## [Exercise]
Count the lines in the data below that contain the string "trunk", with case counting, and give only that number.
====
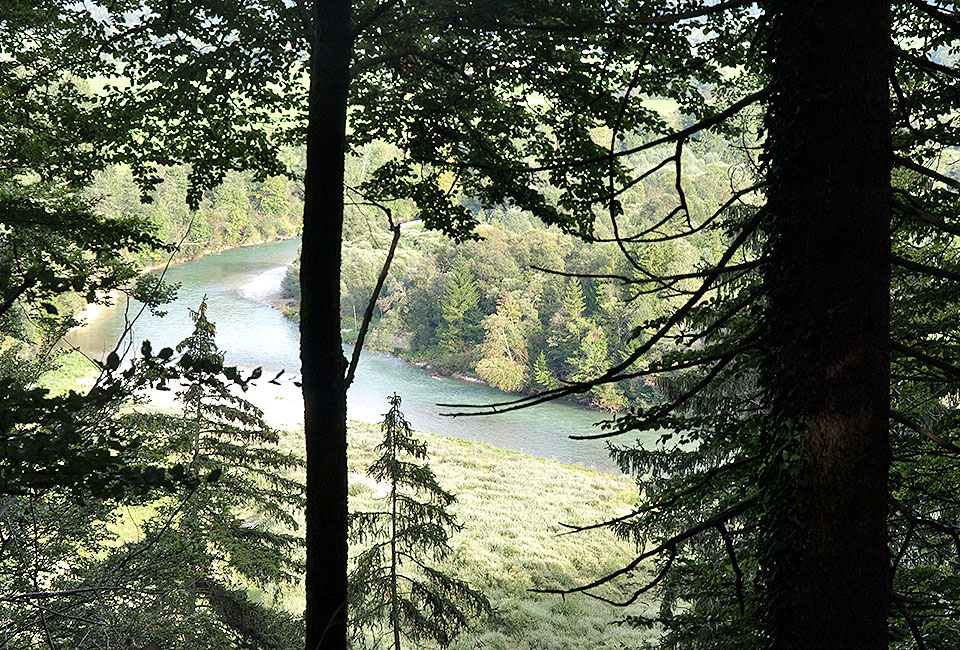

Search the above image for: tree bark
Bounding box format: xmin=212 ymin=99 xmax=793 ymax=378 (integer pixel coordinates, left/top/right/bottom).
xmin=764 ymin=0 xmax=892 ymax=650
xmin=300 ymin=0 xmax=352 ymax=650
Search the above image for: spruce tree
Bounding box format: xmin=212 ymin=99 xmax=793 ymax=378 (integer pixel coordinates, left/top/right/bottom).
xmin=122 ymin=298 xmax=304 ymax=649
xmin=349 ymin=394 xmax=490 ymax=650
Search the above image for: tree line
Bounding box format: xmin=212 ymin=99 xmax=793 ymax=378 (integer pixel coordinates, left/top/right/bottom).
xmin=2 ymin=0 xmax=960 ymax=650
xmin=283 ymin=138 xmax=745 ymax=411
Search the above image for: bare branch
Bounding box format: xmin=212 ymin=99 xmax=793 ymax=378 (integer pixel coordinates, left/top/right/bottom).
xmin=892 ymin=592 xmax=927 ymax=650
xmin=536 ymin=492 xmax=760 ymax=594
xmin=893 ymin=200 xmax=960 ymax=236
xmin=438 ymin=211 xmax=765 ymax=417
xmin=894 ymin=47 xmax=960 ymax=79
xmin=294 ymin=0 xmax=317 ymax=40
xmin=907 ymin=0 xmax=960 ymax=31
xmin=489 ymin=0 xmax=753 ymax=33
xmin=717 ymin=522 xmax=747 ymax=614
xmin=462 ymin=88 xmax=770 ymax=173
xmin=570 ymin=352 xmax=736 ymax=440
xmin=893 ymin=155 xmax=960 ymax=190
xmin=344 ymin=220 xmax=400 ymax=388
xmin=560 ymin=455 xmax=761 ymax=535
xmin=890 ymin=339 xmax=960 ymax=377
xmin=890 ymin=411 xmax=960 ymax=453
xmin=352 ymin=0 xmax=401 ymax=38
xmin=890 ymin=255 xmax=960 ymax=282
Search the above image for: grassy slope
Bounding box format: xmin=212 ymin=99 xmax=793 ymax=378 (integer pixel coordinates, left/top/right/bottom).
xmin=283 ymin=422 xmax=652 ymax=650
xmin=42 ymin=353 xmax=655 ymax=650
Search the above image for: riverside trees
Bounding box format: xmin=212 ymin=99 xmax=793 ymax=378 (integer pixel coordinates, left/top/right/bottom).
xmin=444 ymin=1 xmax=960 ymax=648
xmin=11 ymin=0 xmax=956 ymax=648
xmin=350 ymin=394 xmax=490 ymax=650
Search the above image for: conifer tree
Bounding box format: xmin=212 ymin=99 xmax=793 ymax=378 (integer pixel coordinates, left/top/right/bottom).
xmin=122 ymin=298 xmax=304 ymax=649
xmin=349 ymin=394 xmax=490 ymax=650
xmin=440 ymin=256 xmax=480 ymax=351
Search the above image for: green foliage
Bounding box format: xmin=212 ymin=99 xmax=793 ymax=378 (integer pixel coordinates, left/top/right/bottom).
xmin=438 ymin=257 xmax=480 ymax=354
xmin=350 ymin=395 xmax=490 ymax=650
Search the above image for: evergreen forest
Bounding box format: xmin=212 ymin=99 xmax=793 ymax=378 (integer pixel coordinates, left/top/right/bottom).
xmin=0 ymin=0 xmax=960 ymax=650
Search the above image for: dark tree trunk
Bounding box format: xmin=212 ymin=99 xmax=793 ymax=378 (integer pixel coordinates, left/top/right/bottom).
xmin=765 ymin=0 xmax=891 ymax=650
xmin=300 ymin=0 xmax=352 ymax=650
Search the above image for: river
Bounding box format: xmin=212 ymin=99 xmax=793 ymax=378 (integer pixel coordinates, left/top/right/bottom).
xmin=68 ymin=240 xmax=653 ymax=471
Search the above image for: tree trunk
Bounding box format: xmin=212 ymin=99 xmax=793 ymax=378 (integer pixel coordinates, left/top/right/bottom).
xmin=764 ymin=0 xmax=891 ymax=650
xmin=300 ymin=0 xmax=352 ymax=650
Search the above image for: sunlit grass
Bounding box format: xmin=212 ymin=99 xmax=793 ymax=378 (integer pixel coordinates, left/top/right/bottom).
xmin=37 ymin=352 xmax=98 ymax=395
xmin=33 ymin=353 xmax=655 ymax=650
xmin=279 ymin=422 xmax=653 ymax=650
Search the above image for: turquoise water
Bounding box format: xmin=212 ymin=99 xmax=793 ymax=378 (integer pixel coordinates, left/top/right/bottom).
xmin=68 ymin=240 xmax=652 ymax=471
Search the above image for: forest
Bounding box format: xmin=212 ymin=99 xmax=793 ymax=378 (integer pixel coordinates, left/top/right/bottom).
xmin=0 ymin=0 xmax=960 ymax=650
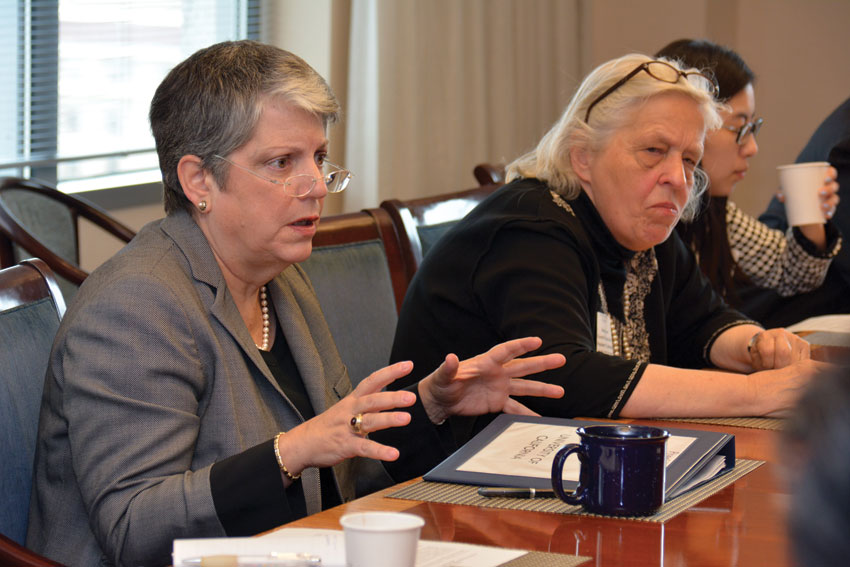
====
## [Exercise answer]
2